- [Fragmento del documento]:
- - - - - - -

La frase inicial del documental sobre el arte africano es de
antología: “cuando los hombres mueren, entran en la historia; cuando las
estatuas mueren, entran al museo”. Sin embargo, el museo es el gran habilitador
para el ingreso de los hombres a una historia que les está reservada como un
continente helado paralelo, donde los referentes se congelan porque alcanzan el
grado cero de incomodidad social. Las
obras ingresan al museo porque ya no incomodan a nadie. Es el momento en que Carabineros encuentra en
el bolso de un indigente el óleo sustraído en el Museo de Bellas Artes.
En una ocasión anterior, una estatua de Rodin había sido
sustraída por un estudiante que puede ser colocado en la misma posición del
indigente, cuando un acto de vandalismo protegido y promovido por su ambiente
académico de origen es convertido en “investigación” para salvarlo de una
condena mayor. Lo cual es un indicio de que no solo las obras pierden su poder de
incomodación cuando ingresan al museo, sino que son sometidas a la amenaza de
su sustracción por la mano operativa de la indigencia artística, que el propio
sistema de arte local sostiene como franja punitiva necesaria, mediante la cual
somete a la escena a un acto de experimentación
no deseado, sobre los límites de su propia fragilidad institucional.

- - - - - - -

Responde estas preguntas sobre el fragmento acerca del arte y el museo.
(a) Según la frase inicial del documental, ¿adónde entran las estatuas cuando mueren?
(b) ¿Dónde encuentra Carabineros el óleo sustraído en el Museo de Bellas Artes?
(c) ¿De qué artista era la estatua que había sido sustraída por un estudiante?
Los registros son material aparte y no tienen relación con el texto.

- - - - - - -

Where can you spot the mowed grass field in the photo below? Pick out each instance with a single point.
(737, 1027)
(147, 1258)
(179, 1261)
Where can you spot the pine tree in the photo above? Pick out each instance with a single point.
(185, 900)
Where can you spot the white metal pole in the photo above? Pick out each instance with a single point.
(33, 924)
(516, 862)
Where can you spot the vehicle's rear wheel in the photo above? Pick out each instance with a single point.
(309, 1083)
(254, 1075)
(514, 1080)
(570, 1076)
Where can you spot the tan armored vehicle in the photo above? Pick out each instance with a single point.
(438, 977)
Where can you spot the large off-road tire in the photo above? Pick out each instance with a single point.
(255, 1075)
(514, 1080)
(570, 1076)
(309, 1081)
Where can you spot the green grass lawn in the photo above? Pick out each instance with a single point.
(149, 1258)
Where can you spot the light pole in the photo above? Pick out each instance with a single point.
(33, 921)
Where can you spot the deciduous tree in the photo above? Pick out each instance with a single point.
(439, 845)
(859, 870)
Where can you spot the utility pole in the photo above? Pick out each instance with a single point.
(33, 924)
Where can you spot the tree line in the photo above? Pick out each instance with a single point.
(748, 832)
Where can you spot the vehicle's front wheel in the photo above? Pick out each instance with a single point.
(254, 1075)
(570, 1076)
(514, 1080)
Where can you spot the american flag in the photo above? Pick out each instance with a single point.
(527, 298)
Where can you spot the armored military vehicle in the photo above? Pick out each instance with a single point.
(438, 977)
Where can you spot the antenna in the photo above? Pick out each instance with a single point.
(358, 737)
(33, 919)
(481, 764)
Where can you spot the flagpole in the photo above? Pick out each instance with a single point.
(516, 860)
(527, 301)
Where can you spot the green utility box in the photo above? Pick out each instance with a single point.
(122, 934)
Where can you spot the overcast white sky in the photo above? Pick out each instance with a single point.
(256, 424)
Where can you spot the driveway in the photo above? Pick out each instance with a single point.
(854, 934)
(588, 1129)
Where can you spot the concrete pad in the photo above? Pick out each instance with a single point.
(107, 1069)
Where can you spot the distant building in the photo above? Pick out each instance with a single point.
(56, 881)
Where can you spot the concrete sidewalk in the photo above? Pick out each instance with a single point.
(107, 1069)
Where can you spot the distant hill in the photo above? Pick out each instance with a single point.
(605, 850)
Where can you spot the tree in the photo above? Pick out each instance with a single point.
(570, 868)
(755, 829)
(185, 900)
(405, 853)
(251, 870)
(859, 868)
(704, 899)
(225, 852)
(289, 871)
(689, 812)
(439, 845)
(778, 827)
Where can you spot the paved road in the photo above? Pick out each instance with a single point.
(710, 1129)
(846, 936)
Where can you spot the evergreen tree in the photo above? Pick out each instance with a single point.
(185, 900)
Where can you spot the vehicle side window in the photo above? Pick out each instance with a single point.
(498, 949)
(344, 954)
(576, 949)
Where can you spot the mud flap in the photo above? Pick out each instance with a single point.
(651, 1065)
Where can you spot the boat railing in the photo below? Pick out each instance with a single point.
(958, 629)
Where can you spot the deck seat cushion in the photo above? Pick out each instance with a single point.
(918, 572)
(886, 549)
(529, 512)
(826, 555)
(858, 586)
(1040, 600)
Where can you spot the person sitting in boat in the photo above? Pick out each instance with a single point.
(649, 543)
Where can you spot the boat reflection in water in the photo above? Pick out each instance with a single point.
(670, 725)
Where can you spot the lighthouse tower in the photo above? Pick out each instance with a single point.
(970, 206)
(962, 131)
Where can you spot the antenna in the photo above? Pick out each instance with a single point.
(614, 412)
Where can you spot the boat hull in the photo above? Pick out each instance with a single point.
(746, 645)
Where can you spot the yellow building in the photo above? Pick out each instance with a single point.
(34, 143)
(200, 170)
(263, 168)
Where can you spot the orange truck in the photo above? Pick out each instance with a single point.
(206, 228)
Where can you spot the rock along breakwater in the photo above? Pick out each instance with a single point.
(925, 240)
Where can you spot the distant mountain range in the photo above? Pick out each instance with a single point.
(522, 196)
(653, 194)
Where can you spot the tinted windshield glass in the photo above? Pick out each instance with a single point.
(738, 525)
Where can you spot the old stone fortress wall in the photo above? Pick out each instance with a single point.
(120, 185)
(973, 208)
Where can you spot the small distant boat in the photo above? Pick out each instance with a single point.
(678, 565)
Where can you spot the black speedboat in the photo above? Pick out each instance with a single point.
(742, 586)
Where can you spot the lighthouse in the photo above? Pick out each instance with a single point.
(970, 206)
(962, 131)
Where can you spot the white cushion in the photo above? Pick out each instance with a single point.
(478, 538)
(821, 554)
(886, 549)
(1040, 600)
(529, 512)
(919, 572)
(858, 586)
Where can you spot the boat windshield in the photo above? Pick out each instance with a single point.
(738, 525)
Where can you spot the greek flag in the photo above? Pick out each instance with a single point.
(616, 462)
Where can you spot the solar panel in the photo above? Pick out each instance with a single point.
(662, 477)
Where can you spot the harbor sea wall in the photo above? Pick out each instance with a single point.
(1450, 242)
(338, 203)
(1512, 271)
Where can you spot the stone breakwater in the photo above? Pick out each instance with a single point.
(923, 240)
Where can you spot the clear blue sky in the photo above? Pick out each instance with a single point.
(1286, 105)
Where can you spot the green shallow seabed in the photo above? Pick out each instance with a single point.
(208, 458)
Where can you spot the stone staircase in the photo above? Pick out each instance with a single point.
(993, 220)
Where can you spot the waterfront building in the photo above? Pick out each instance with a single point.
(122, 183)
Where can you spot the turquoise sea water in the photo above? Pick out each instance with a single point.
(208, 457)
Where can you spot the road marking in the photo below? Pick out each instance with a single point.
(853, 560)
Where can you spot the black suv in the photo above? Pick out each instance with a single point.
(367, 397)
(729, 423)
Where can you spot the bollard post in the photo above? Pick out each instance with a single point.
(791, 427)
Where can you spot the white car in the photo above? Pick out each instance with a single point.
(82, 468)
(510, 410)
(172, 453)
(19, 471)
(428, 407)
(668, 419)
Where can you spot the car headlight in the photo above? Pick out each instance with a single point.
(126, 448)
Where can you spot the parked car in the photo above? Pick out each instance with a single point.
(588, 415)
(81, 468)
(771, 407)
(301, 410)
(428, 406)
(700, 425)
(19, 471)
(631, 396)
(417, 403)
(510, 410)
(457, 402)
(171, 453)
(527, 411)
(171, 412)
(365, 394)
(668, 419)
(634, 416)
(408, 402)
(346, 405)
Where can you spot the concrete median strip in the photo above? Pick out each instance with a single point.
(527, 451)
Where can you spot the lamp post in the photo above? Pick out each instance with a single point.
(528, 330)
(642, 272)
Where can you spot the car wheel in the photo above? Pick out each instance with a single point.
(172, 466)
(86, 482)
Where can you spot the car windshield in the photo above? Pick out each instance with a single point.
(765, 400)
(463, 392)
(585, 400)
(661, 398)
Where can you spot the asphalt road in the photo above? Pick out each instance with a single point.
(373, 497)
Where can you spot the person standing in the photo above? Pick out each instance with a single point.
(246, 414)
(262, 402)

- - - - - - -

- [Ejercicio resuelto]:
(a) Entran al museo.
(b) En el bolso de un indigente.
(c) De Rodin.